▸ Exercise instructions: Format as a numbered list the lines below, starting with the line containing "Could you point out the cupcake on" and continuing through the line containing "<point>48,558</point>", omitting any blank lines.

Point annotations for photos
-------------------------
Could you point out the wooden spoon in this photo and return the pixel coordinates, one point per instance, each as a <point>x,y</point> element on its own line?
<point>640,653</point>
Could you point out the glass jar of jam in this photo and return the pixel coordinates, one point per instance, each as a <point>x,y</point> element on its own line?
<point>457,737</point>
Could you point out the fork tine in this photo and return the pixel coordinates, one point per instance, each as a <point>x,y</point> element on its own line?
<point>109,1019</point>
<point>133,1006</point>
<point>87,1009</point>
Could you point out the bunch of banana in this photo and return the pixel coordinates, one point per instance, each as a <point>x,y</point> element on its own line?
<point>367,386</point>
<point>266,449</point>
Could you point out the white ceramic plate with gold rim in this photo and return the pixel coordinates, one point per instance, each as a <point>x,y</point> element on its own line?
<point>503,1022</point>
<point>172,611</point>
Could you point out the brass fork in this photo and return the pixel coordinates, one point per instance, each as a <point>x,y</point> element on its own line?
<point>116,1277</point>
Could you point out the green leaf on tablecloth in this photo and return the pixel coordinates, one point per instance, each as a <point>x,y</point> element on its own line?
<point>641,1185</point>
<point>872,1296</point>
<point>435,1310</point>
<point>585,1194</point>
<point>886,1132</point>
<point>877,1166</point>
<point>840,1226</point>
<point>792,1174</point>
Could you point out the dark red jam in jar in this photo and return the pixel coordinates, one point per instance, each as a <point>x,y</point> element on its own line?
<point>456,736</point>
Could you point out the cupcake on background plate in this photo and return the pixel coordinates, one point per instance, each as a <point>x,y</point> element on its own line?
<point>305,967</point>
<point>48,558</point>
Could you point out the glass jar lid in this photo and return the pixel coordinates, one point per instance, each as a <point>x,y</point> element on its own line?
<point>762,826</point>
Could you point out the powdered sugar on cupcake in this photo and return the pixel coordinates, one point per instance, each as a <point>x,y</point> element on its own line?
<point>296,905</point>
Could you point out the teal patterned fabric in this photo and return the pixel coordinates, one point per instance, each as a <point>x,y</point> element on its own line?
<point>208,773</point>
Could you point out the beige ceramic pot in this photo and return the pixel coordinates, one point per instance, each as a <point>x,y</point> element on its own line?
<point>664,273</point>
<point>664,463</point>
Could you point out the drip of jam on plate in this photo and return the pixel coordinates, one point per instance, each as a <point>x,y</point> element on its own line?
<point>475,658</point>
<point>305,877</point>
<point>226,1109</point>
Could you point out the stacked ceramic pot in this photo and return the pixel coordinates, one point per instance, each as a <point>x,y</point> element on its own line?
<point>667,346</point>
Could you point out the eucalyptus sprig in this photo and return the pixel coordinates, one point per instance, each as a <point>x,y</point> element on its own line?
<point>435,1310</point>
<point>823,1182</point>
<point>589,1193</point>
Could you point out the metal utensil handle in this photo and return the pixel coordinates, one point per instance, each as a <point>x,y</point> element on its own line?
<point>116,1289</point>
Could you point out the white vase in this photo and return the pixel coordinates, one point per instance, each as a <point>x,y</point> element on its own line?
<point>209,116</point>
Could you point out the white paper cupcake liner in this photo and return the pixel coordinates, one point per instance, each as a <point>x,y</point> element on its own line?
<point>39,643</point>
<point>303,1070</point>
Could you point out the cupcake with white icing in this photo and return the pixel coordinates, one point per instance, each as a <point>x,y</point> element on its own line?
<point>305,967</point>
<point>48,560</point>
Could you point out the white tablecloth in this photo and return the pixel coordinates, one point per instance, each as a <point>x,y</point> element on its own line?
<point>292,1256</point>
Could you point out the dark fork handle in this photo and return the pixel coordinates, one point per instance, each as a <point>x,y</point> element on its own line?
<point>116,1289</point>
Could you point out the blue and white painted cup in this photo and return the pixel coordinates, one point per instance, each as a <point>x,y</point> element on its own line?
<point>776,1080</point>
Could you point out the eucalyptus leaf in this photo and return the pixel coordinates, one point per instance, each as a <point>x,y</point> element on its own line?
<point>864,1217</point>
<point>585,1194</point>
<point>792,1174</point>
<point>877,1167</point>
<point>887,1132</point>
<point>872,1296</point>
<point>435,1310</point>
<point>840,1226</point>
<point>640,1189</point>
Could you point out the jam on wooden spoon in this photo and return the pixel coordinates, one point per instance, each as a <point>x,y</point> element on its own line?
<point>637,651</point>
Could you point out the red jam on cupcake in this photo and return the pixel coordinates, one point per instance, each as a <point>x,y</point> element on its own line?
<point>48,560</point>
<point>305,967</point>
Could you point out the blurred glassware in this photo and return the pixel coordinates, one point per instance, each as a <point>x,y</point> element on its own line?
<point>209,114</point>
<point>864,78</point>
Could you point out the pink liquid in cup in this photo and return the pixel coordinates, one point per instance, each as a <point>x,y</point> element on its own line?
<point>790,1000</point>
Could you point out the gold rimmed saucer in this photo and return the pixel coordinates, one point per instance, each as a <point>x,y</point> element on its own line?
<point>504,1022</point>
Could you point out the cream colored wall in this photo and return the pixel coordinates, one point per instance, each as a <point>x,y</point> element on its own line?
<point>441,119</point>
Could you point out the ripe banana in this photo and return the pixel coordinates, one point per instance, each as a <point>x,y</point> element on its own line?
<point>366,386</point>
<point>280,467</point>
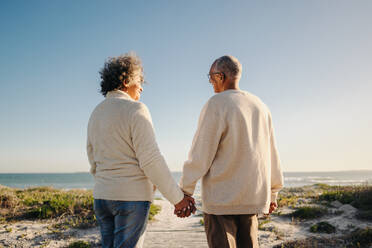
-------------------------
▸ Answer for the task:
1. Could you point out the cupcake on background plate in this photo and return the pixel coordinates, one point per instance, each as a <point>x,y</point> element on its own line?
2. <point>305,967</point>
3. <point>48,558</point>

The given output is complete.